WHAT YOU WILL DO
- a) According to the address on Thomas More, what particular point of doctrine did he die for?
- b) Write a continuation of the address on Thomas More, starting after its final sentence.

SOURCE
Tuesday, June 23, 2015

The Witness to Abstract Truth

By Hilaire Belloc

[An address given at the More Memorial Exhibition in July 1929, before the martyr's canonization] 

I COME to speak to you to-day upon the Blessed Thomas More, and I come to speak of him under one aspect alone; for what one man can say in the few brief moments of a public address should not, upon such a subject, touch more than one aspect, lest his audience be confused. But that aspect is surely the chief one in connection with such a name.

I come to speak to you of the nature of his sacrifice; not of his life, its scholarship, its humour, its worldly greatness, his voluntary decline therefrom; the affection Mosaic of Blessed Thomas More which he gave and received; the multiple humanity which has endeared him to those who least understand his last and tremendous act. For we all must remember that it has become the fashion among those who least comprehend or least love the Catholic Church to make certain exceptions in her favour, inverted scapegoats as it were, and to cite in history one or two Catholics out of the great host of martyrs and confessors and doctors and plain saints, let alone of common Catholic men and women, whom they deign to praise; there is St. Francis of Assisi, because he was fond of animals; there is (for some of them) St. Bernard, because he stopped a riot against money-lenders; and there is Blessed Thomas More—because when you are praising Cranmer, Henry his master, and for all I know, Thomas Cromwell himself, you must have some counterweight in order to look liberal, and broadminded. And Blessed Thomas More is there ready to hand.

Now all that, I confess, I despise as it deserves to be despised; nor am I here to speak of those other excellences of him which we deservedly praise, and for the right motives—his love of justice and of the poor, his contempt of wealth, his self-discipline in life, his merry bearing of the burden of this worldbut only the fashion in which he left it.

What I am here to-day to emphasize is this—the Blessed Thomas More died in support of one particular isolated truth, because it was the naked truth, and for no other reason. He did not make a sacrifice of this or that—he had made plenty of sacrifices—he did not give up, as heroic men give up around us day by day, position and income and the comfort of those who are dearest to them for the general Faith. He gave up life itself; deliberately; he accepted violent death as of a criminal, not even for the Faith as a whole but on one particular small point of doctrine—to wit, the supremacy of the See of Peter.

Now let me discuss the magnitude of this act. It is of sufficient greatness that it was performed for one isolated point of truth. But there was much more. It was a sacrifice not supported.

This it is that I desire to affirm, to reaffirm, to repeat, and to repeat again. This is that to which I desire to bear witness, and which, had I the power, I would make prominent in every history. Not that this unique man gave up much for his conscience; that, to the honour of mankind myriads have done and will do. No even that he gave up life itself in that cause. Not even that he gave it up for one detached article out of so many. But rather that he found it in him to so act without support: a triumph of the will.

Now consider how men are supported in their rare heroisms.

[Pointing dataset excerpts]
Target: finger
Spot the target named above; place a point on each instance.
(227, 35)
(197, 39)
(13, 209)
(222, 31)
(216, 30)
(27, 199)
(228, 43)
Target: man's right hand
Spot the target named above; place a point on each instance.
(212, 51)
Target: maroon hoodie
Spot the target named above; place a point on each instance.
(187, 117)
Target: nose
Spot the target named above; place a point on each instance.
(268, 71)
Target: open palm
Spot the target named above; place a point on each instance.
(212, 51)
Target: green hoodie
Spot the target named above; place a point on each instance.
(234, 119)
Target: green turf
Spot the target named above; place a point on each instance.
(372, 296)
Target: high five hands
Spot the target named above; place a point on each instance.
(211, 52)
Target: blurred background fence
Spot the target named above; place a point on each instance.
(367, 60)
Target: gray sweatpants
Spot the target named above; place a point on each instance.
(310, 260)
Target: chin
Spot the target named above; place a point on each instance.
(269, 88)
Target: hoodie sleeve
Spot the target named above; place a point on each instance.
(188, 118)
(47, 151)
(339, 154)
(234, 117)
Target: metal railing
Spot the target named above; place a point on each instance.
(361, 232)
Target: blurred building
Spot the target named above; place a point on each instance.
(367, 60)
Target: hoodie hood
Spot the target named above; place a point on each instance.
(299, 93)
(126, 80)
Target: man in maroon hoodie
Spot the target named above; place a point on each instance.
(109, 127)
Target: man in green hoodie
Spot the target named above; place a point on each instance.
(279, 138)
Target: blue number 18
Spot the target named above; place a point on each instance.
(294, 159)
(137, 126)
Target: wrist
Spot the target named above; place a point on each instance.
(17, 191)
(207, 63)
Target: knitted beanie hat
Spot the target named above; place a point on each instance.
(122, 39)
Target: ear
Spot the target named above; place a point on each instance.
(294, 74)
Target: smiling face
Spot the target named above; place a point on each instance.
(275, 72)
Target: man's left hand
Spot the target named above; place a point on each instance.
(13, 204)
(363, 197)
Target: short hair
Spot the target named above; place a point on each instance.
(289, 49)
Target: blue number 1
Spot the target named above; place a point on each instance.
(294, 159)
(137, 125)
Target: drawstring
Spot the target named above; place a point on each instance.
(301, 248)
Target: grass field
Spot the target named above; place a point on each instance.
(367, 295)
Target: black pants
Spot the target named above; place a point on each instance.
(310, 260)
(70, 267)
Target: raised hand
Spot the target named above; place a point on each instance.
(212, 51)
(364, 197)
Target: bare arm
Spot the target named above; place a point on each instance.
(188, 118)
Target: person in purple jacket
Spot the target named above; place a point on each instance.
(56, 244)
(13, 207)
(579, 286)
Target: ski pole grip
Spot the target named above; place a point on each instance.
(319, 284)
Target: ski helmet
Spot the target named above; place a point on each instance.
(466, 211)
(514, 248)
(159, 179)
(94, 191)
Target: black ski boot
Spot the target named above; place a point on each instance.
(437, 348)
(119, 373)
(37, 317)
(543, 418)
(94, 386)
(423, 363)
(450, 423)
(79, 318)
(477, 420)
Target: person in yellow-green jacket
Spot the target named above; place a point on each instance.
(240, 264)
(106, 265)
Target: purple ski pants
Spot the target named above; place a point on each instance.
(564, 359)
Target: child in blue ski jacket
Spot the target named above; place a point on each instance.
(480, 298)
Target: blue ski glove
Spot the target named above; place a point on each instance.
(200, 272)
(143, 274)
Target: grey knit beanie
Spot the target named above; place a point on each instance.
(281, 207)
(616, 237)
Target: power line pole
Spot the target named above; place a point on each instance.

TASK ANSWERS
- a) The supremacy of the See of Peter.

- b)
There is in the first place the support of those who, weaker than the martyr himself, wish him well; those for whom he is a symbol, and who turn to him secretly as a flag-bearer, and by whom they hope perhaps to be later reconciled with that which they know to be the truth, but which they have not the courage to proclaim. He was not supported by an ambient fashion; he was not even supported, properly speaking, by a tradition, and—the most awful thing of all—he was not supported from within by anything more than that supreme instrument of action, the Catholic Will.

Newman said very well that we all die alone; but this is to die alone indeed! To allow oneself to be killed, by one’s own choice, in full life, rather than to pay the price of yielding upon one dry, narrow, intellectual point; having to applaud one and to support one and to sustain one neither enthusiasm within nor the sense of agreement without.

Let me put before you those two points. They are essential to and understanding of the scale upon which the martyr acted.

First, I say, he was not supported from within.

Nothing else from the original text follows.